Há pouco mais de duas décadas, as redes sociais começaram como ferramentas de reencontro. Eram formas de procurar antigos colegas da escola ou familiares distantes, partilhar fotografias de férias ou mesmo pequenos pensamentos do dia. Hoje, tornou-se indissociável da rotina de milhões de pessoas em todo o mundo, moldando como consumimos informação, lemos notícias, trabalhamos, nos relacionamos com os outros e, sobretudo, a maneira como nos vemos. Estamos mais conectados do que nunca e, paradoxalmente, também mais sozinhos. Esta é uma das maiores ambivalências do mundo digital: as redes sociais aproximam-nos, mas também nos afastam.
Não há dúvida de que as redes sociais democratizaram a comunicação. Hoje, qualquer pessoa pode ter voz. Além disso, para muitas pessoas, sobretudo as que vivem isoladas ou com mobilidade reduzida, as redes sociais podem oferecer uma forma de ligação. Permitem manter contacto com amigos e familiares, conhecer novas pessoas com interesses semelhantes e até encontrar grupos de apoio emocional e psicológico.
A rapidez da partilha de informação também é uma mais-valia. Notícias, acontecimentos, investigações e descobertas chegam a todos em tempo real, tornando-nos pessoas mais informados e mais conscientes do que nos rodeia. Mas se as redes sociais vieram trazer estas possibilidades novas, também trouxeram desafios e riscos que, muitas vezes, se disfarçam de vantagens.
Um dos impactos mais significativos é o da saúde mental. O consumo excessivo de redes está associado a sentimentos de ansiedade, comparação constante, baixa autoestima e solidão. A ilusão de que “todos estão a viver melhor” é alimentada por algoritmos que promovem conteúdos visualmente apelativos mas muitas vezes, distantes da realidade.

#### A tarefa
Continue o texto sobre as redes sociais a partir da última frase apresentada. O material não tem qualquer papel neste exercício.

#### Bloco de dados
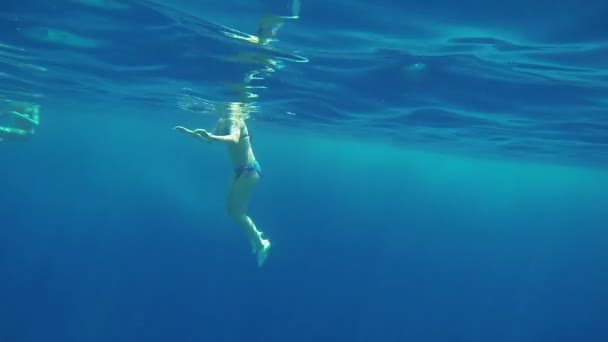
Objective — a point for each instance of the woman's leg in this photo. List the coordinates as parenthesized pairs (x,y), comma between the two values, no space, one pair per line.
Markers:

#### Resposta ao exercício
O cérebro humano não foi feito para processar milhares de estímulos emocionais por dia sem tempo para integrar ou refletir. Aliás, o nosso cérebro não está preparado para termos tantos “amigos”. Robin Dunbar propôs que o cérebro humano tivesse limites cognitivos para o número de relações sociais significativas que conseguimos manter ao mesmo tempo. Esse número é frequentemente apontado como sendo em média 150, referindo-se a relações onde existe algum tipo de vínculo emocional. Foram propostos, ainda, diferentes níveis de intimidade: 5 pessoas dizem respeito ao nosso círculo mais íntimo (família próxima, melhores amigos); tendemos a ter 15 pessoas como amigos muito chegados; 50 pessoas é o número máximo apontado para as amizades regulares; e 150 pessoas é o total de relações significativas.
Ora, as redes sociais permitem-nos acumular milhares de “amigos” ou seguidores, mas o cérebro não tem capacidade emocional ou cognitiva para manter laços genuínos com todos eles. O resultado é que muitas dessas ligações se tornam superficiais ou ilusórias. Esta discrepância pode ter várias consequências:
- Sobrecarga cognitiva e emocional, ao tentar acompanhar demasiadas interações, mensagens e atualizações;
- Sensação de comparação social constante, com base em vidas de pessoas com quem não se tem um vínculo real;
- Diminuição do tempo e da energia emocional disponível para os relacionamentos realmente importantes;
- Falsa perceção de rede de apoio, que pode falhar quando realmente precisamos de suporte.
Imaginem uma pessoa com mil amigos no Instagram. Pode parecer que tem uma enorme rede social, mas em momentos de crise ou solidão, quantos desses realmente respondem ou aparecem? Frequentemente, voltamos ao nosso núcleo de 5-15 pessoas mais próximas.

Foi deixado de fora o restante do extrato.